TÂCHES À RÉALISER:
a) Répondez, s'il vous plaît, aux questions suivantes à partir du texte sur la modularité :
(i) Sur quoi le texte est-il imprimé ?
(ii) Quelle est l'unité élémentaire de la « maison à penser » ?
(iii) Quelles catégories « extrinsèques » sont citées ?
b) Indiquez si chaque affirmation concorde avec le texte sur la modularité :
(i) Le contour de la pièce qui délimite le texte provient d'un plan d'étage.
(ii) La catégorie « intrinsèque » de l'unité de pensée concerne la vie domestique.
(iii) Wittgenstein introduit les jeux de langage primitifs à la fin des Investigations.

BLOC DE TEXTE:
Modularité. Le texte est imprimé sur des panneaux solides et délimité par le contour d’une pièce tiré d’un plan d’étage. Il s’agit d’une structure synchrone, comme celle d’un édifice. Mais pour autant que nous sommes concernés, parce que nous allons passer d’une pièce à l’autre, il s’agit aussi d’une structure distribuée dans le temps. Chaque pièce est une pièce de texte et la pièce de texte est l’unité élémentaire de cette « maison à penser ». Un module. La synthèse entre une unité de pensée et sa catégorie syntaxique visuelle — sa catégorie grammatico-architecturale (le plan d’étage comme une grammaire, mais de l’ordre de ces jeux de langage primitifs qu’introduit Wittgenstein au début des Investigations; imaginons maintenant un texte écrit « dans » une mégalopole). La rencontre entre la catégorie « intrinsèque » (Fondement, Logique, Chorale, Incise) de cette unité de pensée, qui concerne la vie de l’esprit, et sa catégorie « extrinsèque » (Hall d’entrée, Salle à déjeuner, Salon, Chambre de Margarete), qui regarde la vie domestique. Ce sont là deux espaces internes, le premier ayant emprunté le second pour s’installer. Maison héroïque.

LISTE DES ENREGISTREMENTS:
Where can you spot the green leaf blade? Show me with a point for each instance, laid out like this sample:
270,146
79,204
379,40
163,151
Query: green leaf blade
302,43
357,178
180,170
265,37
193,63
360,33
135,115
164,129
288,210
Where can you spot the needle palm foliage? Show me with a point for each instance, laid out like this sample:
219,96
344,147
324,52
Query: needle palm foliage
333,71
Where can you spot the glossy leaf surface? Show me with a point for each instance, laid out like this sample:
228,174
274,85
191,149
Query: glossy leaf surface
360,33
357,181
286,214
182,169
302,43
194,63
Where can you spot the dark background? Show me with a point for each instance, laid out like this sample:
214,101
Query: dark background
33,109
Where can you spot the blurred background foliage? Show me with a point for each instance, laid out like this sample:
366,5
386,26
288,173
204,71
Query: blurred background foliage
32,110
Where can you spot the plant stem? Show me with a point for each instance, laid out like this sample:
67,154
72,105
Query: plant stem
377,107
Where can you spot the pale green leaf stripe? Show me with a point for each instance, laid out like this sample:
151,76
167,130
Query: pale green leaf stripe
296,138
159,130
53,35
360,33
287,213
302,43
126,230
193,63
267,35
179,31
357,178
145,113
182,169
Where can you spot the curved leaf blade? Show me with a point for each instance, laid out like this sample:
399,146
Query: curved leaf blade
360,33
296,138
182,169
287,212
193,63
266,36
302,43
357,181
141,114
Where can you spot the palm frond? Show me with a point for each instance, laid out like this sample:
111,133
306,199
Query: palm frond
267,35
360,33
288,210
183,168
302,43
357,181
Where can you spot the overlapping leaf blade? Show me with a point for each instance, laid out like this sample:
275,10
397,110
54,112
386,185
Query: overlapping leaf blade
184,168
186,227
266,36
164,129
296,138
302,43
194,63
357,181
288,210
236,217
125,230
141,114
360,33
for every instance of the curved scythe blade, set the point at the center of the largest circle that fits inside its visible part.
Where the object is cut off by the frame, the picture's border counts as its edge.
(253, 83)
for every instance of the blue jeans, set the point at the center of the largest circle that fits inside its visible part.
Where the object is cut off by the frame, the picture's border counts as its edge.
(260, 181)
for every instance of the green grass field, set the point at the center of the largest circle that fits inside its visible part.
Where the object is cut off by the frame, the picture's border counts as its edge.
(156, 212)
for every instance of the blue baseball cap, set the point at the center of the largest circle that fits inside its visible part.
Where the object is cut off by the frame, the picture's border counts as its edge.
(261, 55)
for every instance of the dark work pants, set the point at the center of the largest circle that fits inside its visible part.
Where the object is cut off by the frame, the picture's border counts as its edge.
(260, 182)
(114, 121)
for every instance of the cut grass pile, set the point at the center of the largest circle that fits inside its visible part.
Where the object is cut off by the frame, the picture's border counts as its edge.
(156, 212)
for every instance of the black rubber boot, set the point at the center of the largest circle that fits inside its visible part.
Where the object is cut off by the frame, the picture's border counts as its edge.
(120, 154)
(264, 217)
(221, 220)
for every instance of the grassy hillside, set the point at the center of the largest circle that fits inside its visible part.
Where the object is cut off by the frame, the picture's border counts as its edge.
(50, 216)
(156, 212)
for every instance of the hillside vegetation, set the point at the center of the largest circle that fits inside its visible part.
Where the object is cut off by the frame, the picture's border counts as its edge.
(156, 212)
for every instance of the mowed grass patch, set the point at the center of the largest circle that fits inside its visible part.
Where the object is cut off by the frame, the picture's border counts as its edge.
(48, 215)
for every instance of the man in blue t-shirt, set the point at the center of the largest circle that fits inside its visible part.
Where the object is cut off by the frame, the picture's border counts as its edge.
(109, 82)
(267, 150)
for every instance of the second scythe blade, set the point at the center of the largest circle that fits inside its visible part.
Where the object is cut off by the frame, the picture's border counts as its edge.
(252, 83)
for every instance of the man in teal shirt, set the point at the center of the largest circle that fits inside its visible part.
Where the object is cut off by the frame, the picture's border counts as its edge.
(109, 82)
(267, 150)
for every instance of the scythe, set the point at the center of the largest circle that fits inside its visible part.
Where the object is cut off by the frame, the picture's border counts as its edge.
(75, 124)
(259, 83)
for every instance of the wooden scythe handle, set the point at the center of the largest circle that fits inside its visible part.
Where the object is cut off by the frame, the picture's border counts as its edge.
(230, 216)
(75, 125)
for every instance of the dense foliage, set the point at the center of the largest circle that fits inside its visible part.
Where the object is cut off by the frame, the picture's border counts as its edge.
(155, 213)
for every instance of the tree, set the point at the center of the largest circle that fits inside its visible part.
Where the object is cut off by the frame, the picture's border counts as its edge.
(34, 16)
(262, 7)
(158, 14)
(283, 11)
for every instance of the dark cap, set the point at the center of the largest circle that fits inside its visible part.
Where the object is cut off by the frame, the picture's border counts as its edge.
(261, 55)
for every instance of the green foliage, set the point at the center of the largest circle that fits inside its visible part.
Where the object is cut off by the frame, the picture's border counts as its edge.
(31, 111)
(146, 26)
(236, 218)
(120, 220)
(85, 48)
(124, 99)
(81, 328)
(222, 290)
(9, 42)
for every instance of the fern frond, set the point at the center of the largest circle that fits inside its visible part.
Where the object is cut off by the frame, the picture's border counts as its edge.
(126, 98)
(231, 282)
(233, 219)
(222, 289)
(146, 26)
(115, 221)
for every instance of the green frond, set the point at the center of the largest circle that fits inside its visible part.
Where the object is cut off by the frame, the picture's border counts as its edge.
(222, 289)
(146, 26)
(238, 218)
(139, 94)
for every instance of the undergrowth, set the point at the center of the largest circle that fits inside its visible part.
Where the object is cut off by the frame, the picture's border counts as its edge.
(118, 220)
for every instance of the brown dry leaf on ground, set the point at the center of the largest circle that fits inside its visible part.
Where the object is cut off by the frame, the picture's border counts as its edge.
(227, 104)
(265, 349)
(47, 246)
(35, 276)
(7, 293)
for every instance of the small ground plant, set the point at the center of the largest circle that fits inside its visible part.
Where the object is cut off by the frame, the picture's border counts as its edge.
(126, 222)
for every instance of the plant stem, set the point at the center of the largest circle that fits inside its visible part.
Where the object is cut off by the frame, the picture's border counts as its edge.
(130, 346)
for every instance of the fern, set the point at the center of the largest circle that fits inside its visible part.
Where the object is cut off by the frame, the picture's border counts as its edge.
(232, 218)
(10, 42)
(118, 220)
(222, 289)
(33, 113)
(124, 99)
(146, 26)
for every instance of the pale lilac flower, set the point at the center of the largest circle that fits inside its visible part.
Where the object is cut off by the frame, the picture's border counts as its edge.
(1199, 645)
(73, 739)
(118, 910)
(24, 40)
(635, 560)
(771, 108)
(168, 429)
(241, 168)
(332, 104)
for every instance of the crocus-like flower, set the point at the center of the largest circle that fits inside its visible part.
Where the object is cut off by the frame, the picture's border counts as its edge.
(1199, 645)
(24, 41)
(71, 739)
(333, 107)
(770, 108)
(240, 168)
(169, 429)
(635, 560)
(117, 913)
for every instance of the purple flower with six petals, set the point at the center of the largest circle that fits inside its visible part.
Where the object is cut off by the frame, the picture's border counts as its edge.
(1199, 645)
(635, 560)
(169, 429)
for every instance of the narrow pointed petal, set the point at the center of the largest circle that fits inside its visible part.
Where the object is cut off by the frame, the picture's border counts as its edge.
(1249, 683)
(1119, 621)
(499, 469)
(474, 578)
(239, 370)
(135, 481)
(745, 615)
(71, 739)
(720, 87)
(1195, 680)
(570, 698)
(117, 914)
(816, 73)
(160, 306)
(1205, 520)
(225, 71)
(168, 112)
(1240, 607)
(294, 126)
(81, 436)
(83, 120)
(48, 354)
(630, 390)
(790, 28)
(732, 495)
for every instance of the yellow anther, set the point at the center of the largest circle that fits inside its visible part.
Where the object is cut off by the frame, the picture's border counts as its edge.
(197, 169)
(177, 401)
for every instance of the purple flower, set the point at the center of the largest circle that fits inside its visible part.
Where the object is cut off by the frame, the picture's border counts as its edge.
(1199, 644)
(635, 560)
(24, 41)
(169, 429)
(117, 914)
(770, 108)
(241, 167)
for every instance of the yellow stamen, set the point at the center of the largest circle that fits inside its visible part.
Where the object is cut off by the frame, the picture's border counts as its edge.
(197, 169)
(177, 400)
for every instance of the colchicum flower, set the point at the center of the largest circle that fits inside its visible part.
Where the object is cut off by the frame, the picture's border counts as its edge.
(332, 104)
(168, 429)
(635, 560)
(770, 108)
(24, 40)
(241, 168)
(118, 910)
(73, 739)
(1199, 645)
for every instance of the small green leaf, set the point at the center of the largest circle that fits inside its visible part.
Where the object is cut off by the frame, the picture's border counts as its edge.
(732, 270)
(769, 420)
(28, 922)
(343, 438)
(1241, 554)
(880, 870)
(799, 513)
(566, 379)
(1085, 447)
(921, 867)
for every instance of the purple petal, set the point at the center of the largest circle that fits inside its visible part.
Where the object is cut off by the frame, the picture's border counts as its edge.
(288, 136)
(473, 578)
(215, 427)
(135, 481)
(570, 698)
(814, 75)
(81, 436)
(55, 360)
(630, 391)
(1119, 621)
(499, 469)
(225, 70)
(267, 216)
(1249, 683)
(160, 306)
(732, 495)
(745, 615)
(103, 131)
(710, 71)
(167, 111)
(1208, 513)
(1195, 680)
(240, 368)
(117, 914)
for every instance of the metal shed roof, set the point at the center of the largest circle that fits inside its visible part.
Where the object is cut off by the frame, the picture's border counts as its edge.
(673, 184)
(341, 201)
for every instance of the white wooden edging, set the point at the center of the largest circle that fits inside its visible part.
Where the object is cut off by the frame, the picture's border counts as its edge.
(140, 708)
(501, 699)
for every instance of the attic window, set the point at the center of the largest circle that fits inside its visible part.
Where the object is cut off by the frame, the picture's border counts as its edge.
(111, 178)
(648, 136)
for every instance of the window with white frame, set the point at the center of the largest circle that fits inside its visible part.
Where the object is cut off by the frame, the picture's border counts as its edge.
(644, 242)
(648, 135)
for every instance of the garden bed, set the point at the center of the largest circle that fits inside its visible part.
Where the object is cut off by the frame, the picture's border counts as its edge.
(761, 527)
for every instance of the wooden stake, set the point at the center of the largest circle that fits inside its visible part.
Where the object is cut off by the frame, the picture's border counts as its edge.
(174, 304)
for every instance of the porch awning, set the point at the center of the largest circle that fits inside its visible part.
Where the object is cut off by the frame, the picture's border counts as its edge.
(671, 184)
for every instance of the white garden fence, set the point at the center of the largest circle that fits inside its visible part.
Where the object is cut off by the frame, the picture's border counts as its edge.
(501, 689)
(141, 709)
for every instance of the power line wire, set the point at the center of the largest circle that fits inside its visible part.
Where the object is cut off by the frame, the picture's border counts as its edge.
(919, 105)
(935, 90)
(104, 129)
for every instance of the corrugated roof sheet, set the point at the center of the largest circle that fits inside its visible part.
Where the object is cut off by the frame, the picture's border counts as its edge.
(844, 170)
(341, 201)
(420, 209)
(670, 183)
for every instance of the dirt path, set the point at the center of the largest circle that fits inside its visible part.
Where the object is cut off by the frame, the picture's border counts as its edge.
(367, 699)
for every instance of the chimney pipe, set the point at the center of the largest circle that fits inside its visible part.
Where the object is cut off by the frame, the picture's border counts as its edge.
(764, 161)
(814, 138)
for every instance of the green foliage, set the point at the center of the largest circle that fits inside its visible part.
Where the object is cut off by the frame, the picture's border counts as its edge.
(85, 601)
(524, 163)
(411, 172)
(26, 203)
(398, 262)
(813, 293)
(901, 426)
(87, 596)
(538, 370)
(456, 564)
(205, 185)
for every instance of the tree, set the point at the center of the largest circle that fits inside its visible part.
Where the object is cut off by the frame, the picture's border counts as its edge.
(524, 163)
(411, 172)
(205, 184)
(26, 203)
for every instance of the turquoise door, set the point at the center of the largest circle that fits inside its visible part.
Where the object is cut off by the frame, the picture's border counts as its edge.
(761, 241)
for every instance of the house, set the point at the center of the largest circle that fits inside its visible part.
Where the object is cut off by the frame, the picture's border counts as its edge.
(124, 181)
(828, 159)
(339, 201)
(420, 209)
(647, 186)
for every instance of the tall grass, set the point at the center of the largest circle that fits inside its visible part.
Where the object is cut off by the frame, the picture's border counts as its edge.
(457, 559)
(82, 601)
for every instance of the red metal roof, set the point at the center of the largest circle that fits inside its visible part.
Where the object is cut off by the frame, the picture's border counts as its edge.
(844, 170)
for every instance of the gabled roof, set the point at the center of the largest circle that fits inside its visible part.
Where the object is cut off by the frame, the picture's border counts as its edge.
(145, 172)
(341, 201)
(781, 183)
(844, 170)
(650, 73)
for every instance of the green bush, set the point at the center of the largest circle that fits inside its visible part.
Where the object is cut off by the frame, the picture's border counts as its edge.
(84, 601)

RÉSULTATS DES TÂCHES:
a)
(i) Sur des panneaux solides.
(ii) La pièce de texte.
(iii) Hall d'entrée, Salle à déjeuner, Salon, Chambre de Margarete.

b)
(i) Oui : « délimité par le contour d’une pièce tiré d’un plan d’étage »
(ii) Non : « qui concerne la vie de l’esprit »
(iii) Non : « au début des Investigations »